Passage for review:
· · · ·
Carrie Mae Weems (b. Portland, Oregon, 1953)
For over forty years, Carrie Mae Weems has explored the intersection of personal experiences and the institutional and societal narratives that impact people’s lives. Working in a variety of media, including photography, text, textiles, audio, installation, and video, the artist challenges the status quo by examining established belief systems. She began her first major body of work, Family Pictures and Stories, 1978–84, while earning her MFA at the University of California, San Diego. The series is comprised of photographs and accompanying text, which is a hallmark of Weems’s practice.
Photographing different generations at work, at home, and in community, the artist creates a complex portrait of middle-class American life. While familial and approachable, the work directly confronts a mid-twentieth century U.S. Department of Labor report critiquing the “weaknesses” of the African American family unit. Here, Weems demonstrates the vitality, integrity, devotion, and nuances of her community through a compelling commingling of the personal with the political.
· · · ·
Exercise data:
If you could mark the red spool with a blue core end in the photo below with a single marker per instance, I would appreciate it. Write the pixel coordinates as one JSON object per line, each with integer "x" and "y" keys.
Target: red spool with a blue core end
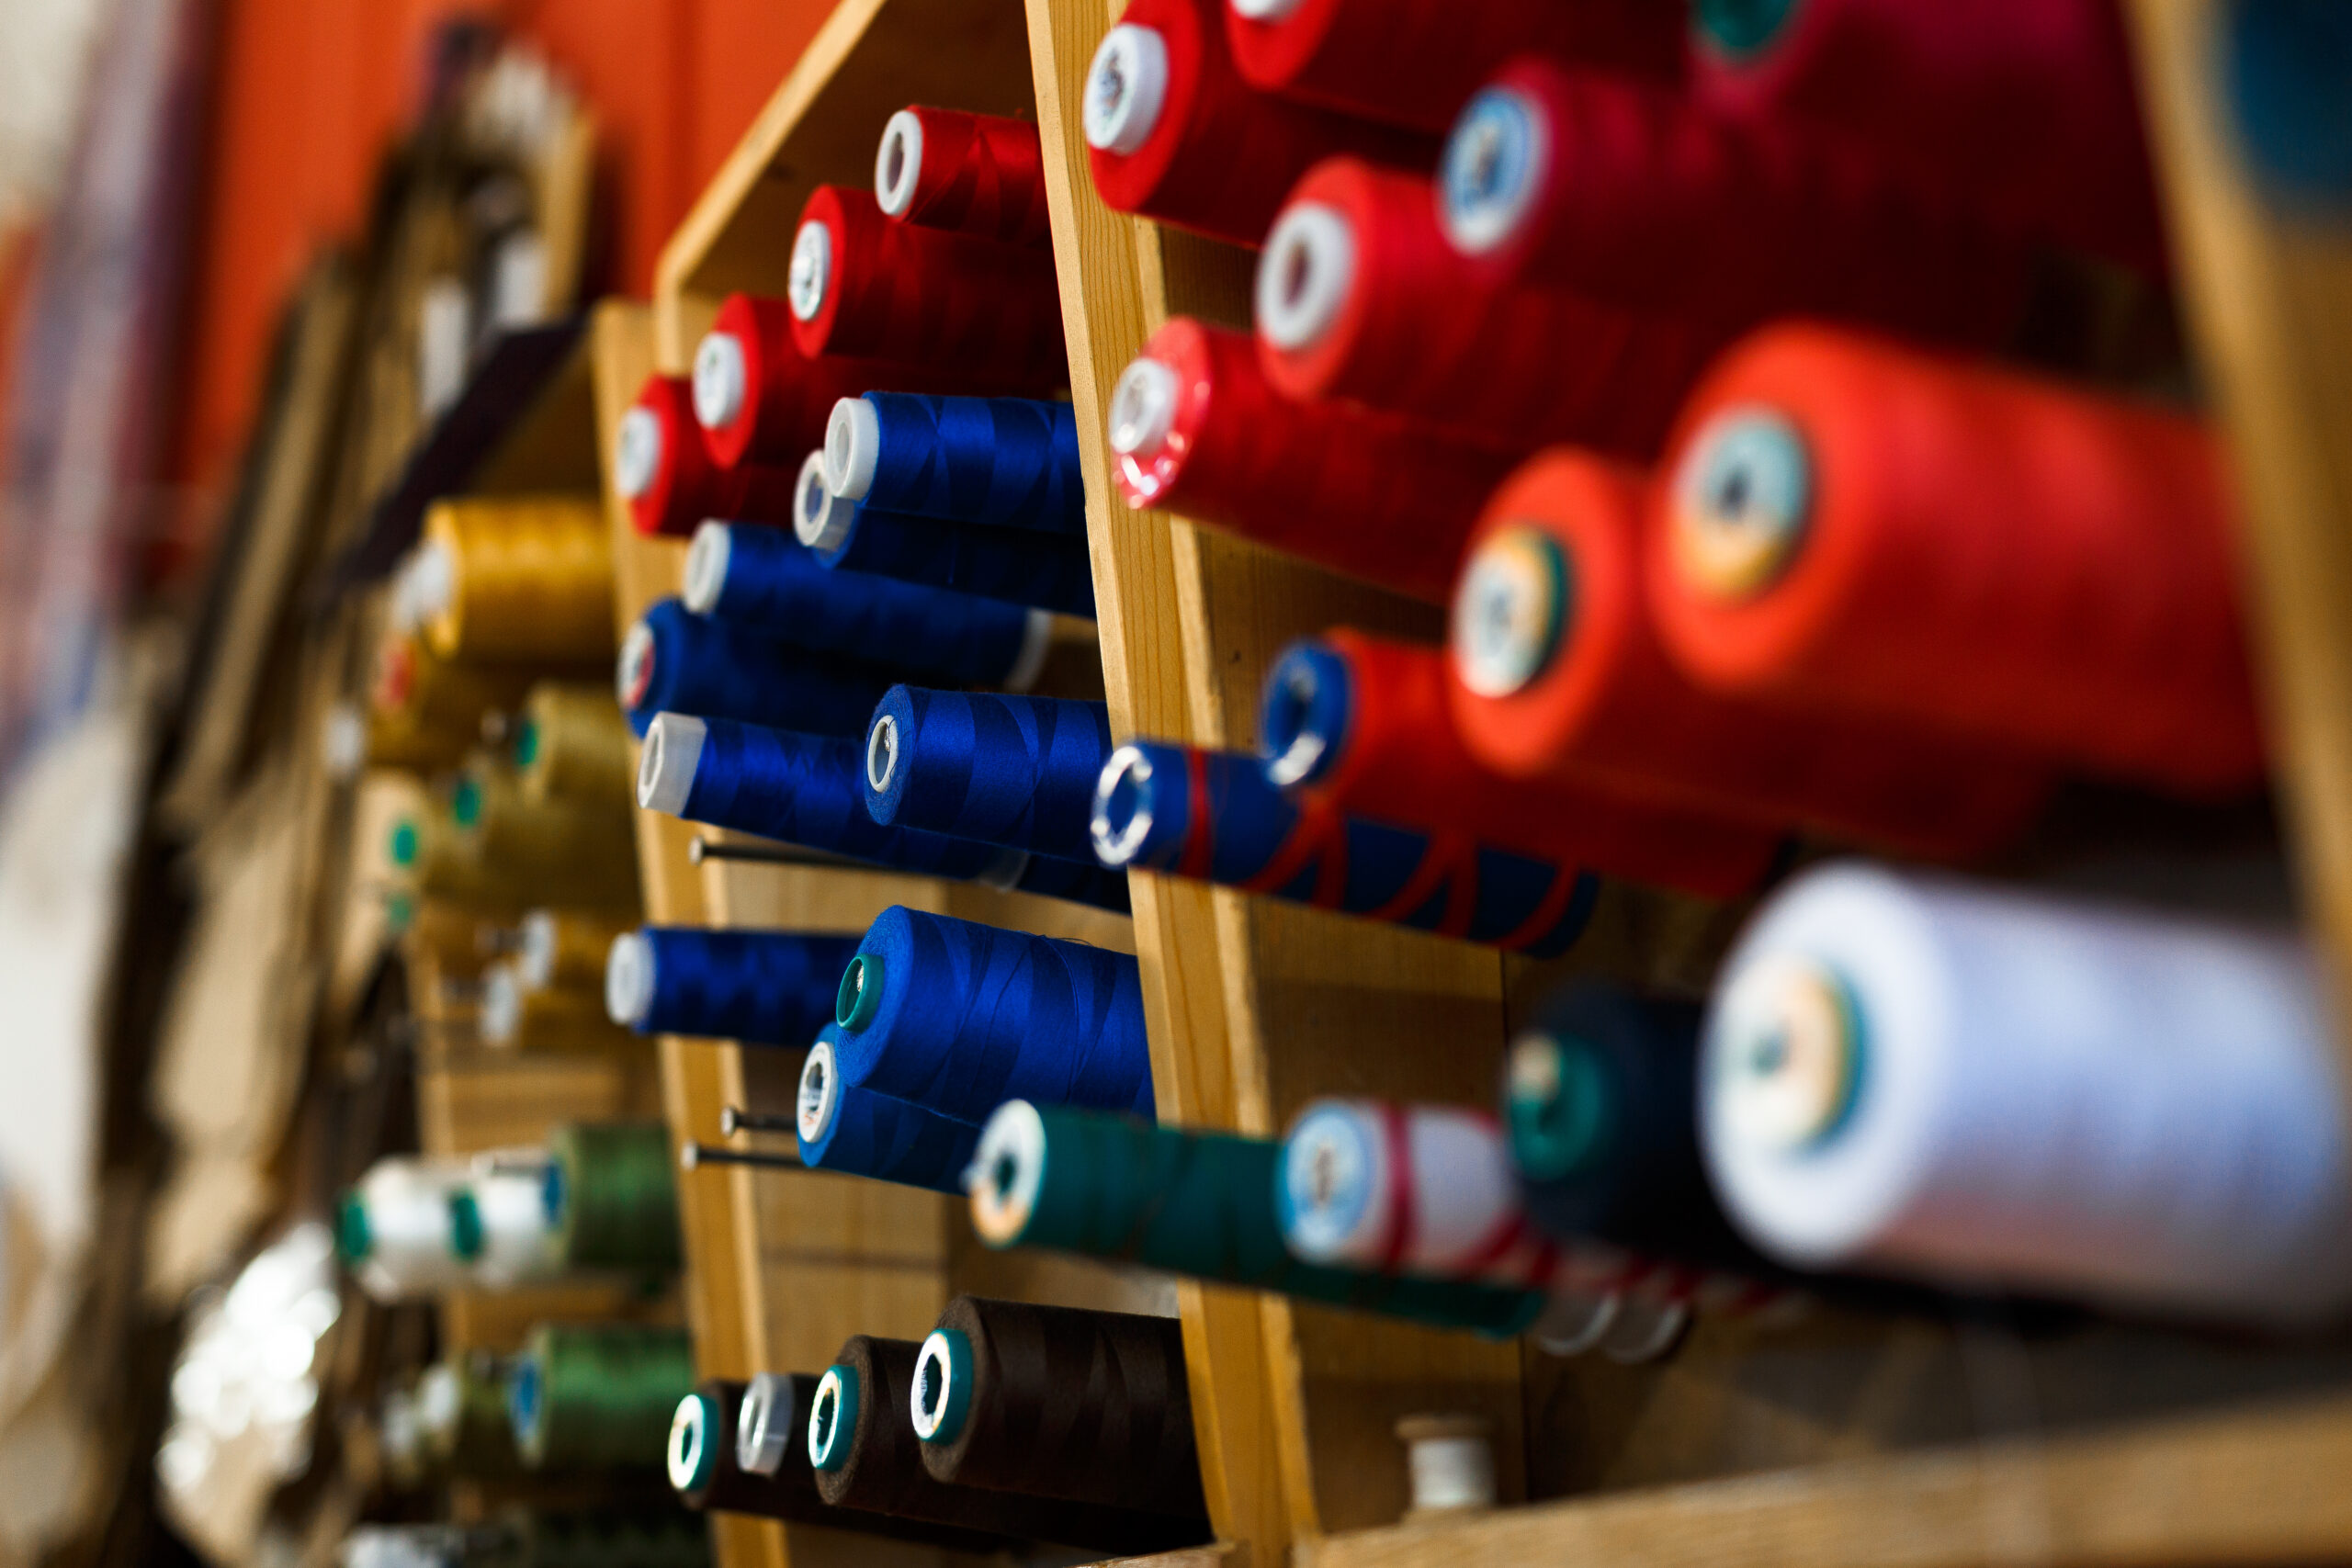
{"x": 1363, "y": 723}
· · · ·
Tasks and exercises:
A. Print the part of the Carrie Mae Weems passage from "For over forty" to "of Weems’s practice.".
B. Write what comes next in the Carrie Mae Weems passage, picking up right after its last sentence.

Expected responses:
A.
For over forty years, Carrie Mae Weems has explored the intersection of personal experiences and the institutional and societal narratives that impact people’s lives. Working in a variety of media, including photography, text, textiles, audio, installation, and video, the artist challenges the status quo by examining established belief systems. She began her first major body of work, Family Pictures and Stories, 1978–84, while earning her MFA at the University of California, San Diego. The series is comprised of photographs and accompanying text, which is a hallmark of Weems’s practice.

B.
In her Kitchen Table Series, 1990, Weems took on the dual role of photographer and model to explore the complex realities of women’s lives and the ways Black women in particular have been represented culturally in the United States—working within and pushing against stereotypes. In the series, Weems is the protagonist in a story that unfurls through images and text about a woman and her relationships with friends, her child, her lover, and her sense of self. The setting for each carefully staged photograph is a simple wooden kitchen table under a hanging light fixture that can suggest revelation or interrogation, depending on the nature of the scene. Each image is captured from the same perspective, at the far end of the table, so that the viewer occupies a voyeuristic, even participatory role in the domestic drama.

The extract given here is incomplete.